Aim of the task → Rewrite every line of the records below as a Markdown table with the columns "Row" and "Line". Number the rows in order, omit blank lines, and leave the pictures out.

-- Opening Marker --

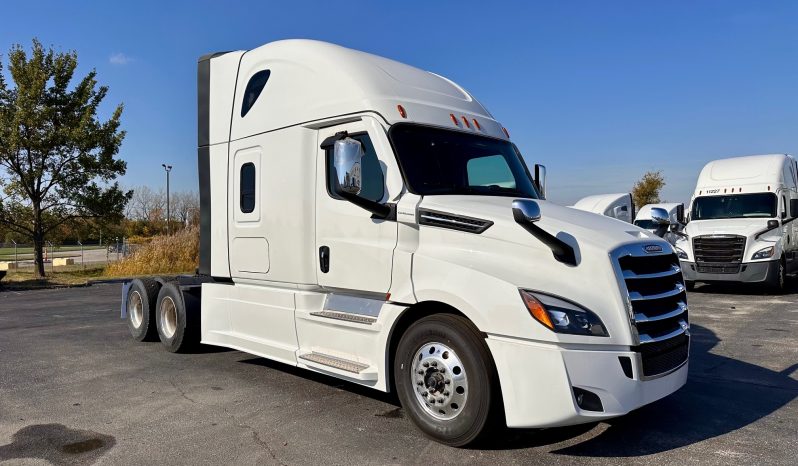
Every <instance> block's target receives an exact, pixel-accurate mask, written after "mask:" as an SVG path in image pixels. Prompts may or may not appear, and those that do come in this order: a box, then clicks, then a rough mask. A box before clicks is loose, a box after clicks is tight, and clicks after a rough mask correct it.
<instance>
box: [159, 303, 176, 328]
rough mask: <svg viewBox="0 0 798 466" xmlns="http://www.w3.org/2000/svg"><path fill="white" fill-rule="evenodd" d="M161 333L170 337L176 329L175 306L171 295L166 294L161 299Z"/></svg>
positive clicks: (175, 311) (175, 316) (175, 310)
mask: <svg viewBox="0 0 798 466" xmlns="http://www.w3.org/2000/svg"><path fill="white" fill-rule="evenodd" d="M159 312H160V313H161V322H160V325H161V334H162V335H163V336H165V337H166V338H172V337H173V336H174V334H175V331H176V330H177V306H176V305H175V302H174V300H172V298H171V297H169V296H166V297H164V298H163V300H161V308H160V310H159Z"/></svg>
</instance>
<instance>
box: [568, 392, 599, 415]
mask: <svg viewBox="0 0 798 466" xmlns="http://www.w3.org/2000/svg"><path fill="white" fill-rule="evenodd" d="M574 398H576V405H577V406H579V407H580V408H581V409H584V410H585V411H597V412H603V411H604V406H603V405H602V404H601V398H599V396H598V395H596V394H595V393H593V392H590V391H587V390H585V389H582V388H576V387H574Z"/></svg>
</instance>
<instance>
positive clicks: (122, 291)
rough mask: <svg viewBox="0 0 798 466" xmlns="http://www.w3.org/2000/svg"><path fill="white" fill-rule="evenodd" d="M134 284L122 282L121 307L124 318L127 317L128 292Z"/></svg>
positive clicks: (122, 314)
mask: <svg viewBox="0 0 798 466" xmlns="http://www.w3.org/2000/svg"><path fill="white" fill-rule="evenodd" d="M132 284H133V282H124V283H122V306H121V309H120V313H121V318H122V319H127V292H128V290H130V286H131V285H132Z"/></svg>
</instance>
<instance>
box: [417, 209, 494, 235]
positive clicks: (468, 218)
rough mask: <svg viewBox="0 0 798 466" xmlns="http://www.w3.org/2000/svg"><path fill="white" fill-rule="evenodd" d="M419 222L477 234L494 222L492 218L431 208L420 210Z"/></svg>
mask: <svg viewBox="0 0 798 466" xmlns="http://www.w3.org/2000/svg"><path fill="white" fill-rule="evenodd" d="M418 223H419V225H428V226H432V227H440V228H448V229H450V230H458V231H466V232H468V233H477V234H479V233H482V232H483V231H485V230H487V229H488V228H490V226H491V225H493V222H491V221H490V220H482V219H479V218H473V217H465V216H463V215H455V214H448V213H446V212H438V211H435V210H429V209H419V210H418Z"/></svg>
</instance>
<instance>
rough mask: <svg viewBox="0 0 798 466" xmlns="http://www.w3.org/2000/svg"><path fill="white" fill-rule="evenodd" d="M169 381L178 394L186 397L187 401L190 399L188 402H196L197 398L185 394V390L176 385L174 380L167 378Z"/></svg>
mask: <svg viewBox="0 0 798 466" xmlns="http://www.w3.org/2000/svg"><path fill="white" fill-rule="evenodd" d="M169 383H170V384H171V385H172V386H173V387H174V388H175V390H177V392H178V393H180V396H182V397H183V398H185V399H187V400H188V401H190V402H192V403H196V402H197V400H195V399H193V398H191V397H190V396H188V395H186V392H185V390H183V389H182V388H180V387H179V386H178V385H177V384H176V383H175V381H174V380H169Z"/></svg>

-- Closing Marker --

Task solution →
| Row | Line |
|---|---|
| 1 | Every <instance> block's target receives an exact, pixel-accurate mask, written after "mask:" as an SVG path in image pixels. Prompts may or may not appear, and those that do come in this order: a box, then clicks, then a rough mask. A box before clicks is loose, a box after clicks is tight, and clicks after a rough mask correct it. |
| 2 | <instance> |
| 3 | box: [159, 303, 176, 328] |
| 4 | rough mask: <svg viewBox="0 0 798 466" xmlns="http://www.w3.org/2000/svg"><path fill="white" fill-rule="evenodd" d="M161 333L170 337L176 329L175 306L171 295L166 294L161 299Z"/></svg> |
| 5 | positive clicks: (175, 311) (175, 316) (175, 310) |
| 6 | mask: <svg viewBox="0 0 798 466" xmlns="http://www.w3.org/2000/svg"><path fill="white" fill-rule="evenodd" d="M159 312H160V313H161V322H160V325H161V334H162V335H163V336H165V337H166V338H172V337H173V336H174V334H175V331H176V330H177V306H176V305H175V302H174V300H172V298H171V297H169V296H166V297H164V298H163V300H161V308H160V310H159Z"/></svg> |
| 7 | </instance> |
| 8 | <instance> |
| 9 | box: [568, 392, 599, 415] |
| 10 | mask: <svg viewBox="0 0 798 466" xmlns="http://www.w3.org/2000/svg"><path fill="white" fill-rule="evenodd" d="M574 398H576V405H577V406H579V407H580V408H581V409H584V410H585V411H597V412H603V411H604V406H603V405H602V404H601V398H599V396H598V395H596V394H595V393H593V392H590V391H587V390H585V389H582V388H576V387H574Z"/></svg> |
| 11 | </instance> |
| 12 | <instance> |
| 13 | positive clicks: (122, 291) |
| 14 | rough mask: <svg viewBox="0 0 798 466" xmlns="http://www.w3.org/2000/svg"><path fill="white" fill-rule="evenodd" d="M134 284L122 282L121 307L124 318L127 317L128 292Z"/></svg> |
| 15 | positive clicks: (122, 314) |
| 16 | mask: <svg viewBox="0 0 798 466" xmlns="http://www.w3.org/2000/svg"><path fill="white" fill-rule="evenodd" d="M132 284H133V282H124V283H122V306H121V309H120V313H121V318H122V319H127V292H128V290H130V286H131V285H132Z"/></svg> |
| 17 | </instance> |
| 18 | <instance> |
| 19 | box: [417, 209, 494, 235] |
| 20 | positive clicks: (468, 218) |
| 21 | rough mask: <svg viewBox="0 0 798 466" xmlns="http://www.w3.org/2000/svg"><path fill="white" fill-rule="evenodd" d="M419 222L477 234L494 222L492 218L431 208L420 210Z"/></svg> |
| 22 | mask: <svg viewBox="0 0 798 466" xmlns="http://www.w3.org/2000/svg"><path fill="white" fill-rule="evenodd" d="M418 223H419V225H428V226H432V227H440V228H448V229H450V230H458V231H466V232H468V233H477V234H479V233H482V232H483V231H485V230H487V229H488V228H490V226H491V225H493V222H491V221H490V220H482V219H479V218H473V217H465V216H463V215H455V214H448V213H446V212H438V211H435V210H429V209H419V210H418Z"/></svg> |
| 23 | </instance> |
| 24 | <instance> |
| 25 | rough mask: <svg viewBox="0 0 798 466" xmlns="http://www.w3.org/2000/svg"><path fill="white" fill-rule="evenodd" d="M169 381L178 394L186 397L187 401L190 399L188 402H196L197 398L185 394V390L176 385L174 380L167 378Z"/></svg> |
| 26 | mask: <svg viewBox="0 0 798 466" xmlns="http://www.w3.org/2000/svg"><path fill="white" fill-rule="evenodd" d="M169 383H170V384H171V385H172V386H173V387H174V388H175V390H177V392H178V393H180V396H182V397H183V398H185V399H187V400H188V401H190V402H192V403H196V402H197V400H195V399H193V398H191V397H190V396H188V395H186V392H185V390H183V389H182V388H180V387H179V386H178V385H177V384H176V383H175V381H174V380H169Z"/></svg> |